EXTRACTED TEXT:
___

III. Another point of primary significance, if they be grown in frames, is that the drainage should be good, and ample ventilation be afforded at all times. Anything like a stuffy or confined mode of treatment is sure to be fatal to them. I do my best to keep them quite dry for a sufficient length of time after flowering, but I never by any chance shut them up closely or deprive them of a full current of air the sides of my frames are always left open and there are ventilators placed at the back of them ; the plants are protected from any torrents of rain, and besides this and a covering overhead, nothing is done to them.
But drainage is very carefully considered, and if there were any flaw on this head it would invalidate everything. These Oncocyclus Irises can never bear to be water-logged they simply perish offhand if they have any standing water about them. On this account when my frames were constructed, some rather elaborate steps were taken to make sure that the water could run quickly away broken brickbats and large stones were put in for a foundation to some little depth, and on the top of them sods of grass were placed bottom upwards so as to prevent the earth getting in and blocking up the interstices below ; above this came the properly prepared soil about which I shall speak hereafter, and the drainage was so laid down that no rain could settle among the roots but it should run quickly away. It is not at all difficult to manage this in reality, though a written description of it seems to imply trouble at once.
I have never had any disappointment on this head, and the plants have been very successfully kept from any stagnant water about their roots ; it should be added perhaps that the surface of my beds in the frames is carefully raised a few inches above the surrounding level, and this very greatly helps in throwing off the rains. I again say that this point must be carefully attended to, for nothing will go well if there is here a muddle of any sort.

___

DATASET SECTION:

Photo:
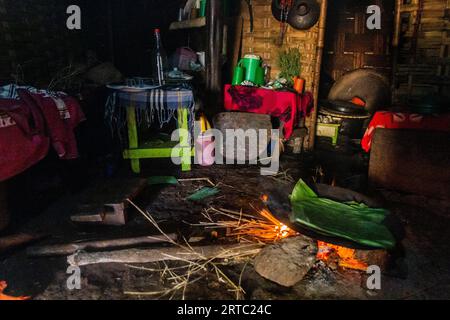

___

TASK SET:
[a] In the passage on Oncocyclus Irises, what was placed bottom upwards on top of the brickbats and stones?
[b] Copy the passage on Oncocyclus Irises word for word, between "III. Another point" and "done to them.", inclusive.

ANSWERS PROVIDED:
[a] Sods of grass.

[b]
III. Another point of primary significance, if they be grown in frames, is that the drainage should be good, and ample ventilation be afforded at all times. Anything like a stuffy or confined mode of treatment is sure to be fatal to them. I do my best to keep them quite dry for a sufficient length of time after flowering, but I never by any chance shut them up closely or deprive them of a full current of air the sides of my frames are always left open and there are ventilators placed at the back of them ; the plants are protected from any torrents of rain, and besides this and a covering overhead, nothing is done to them.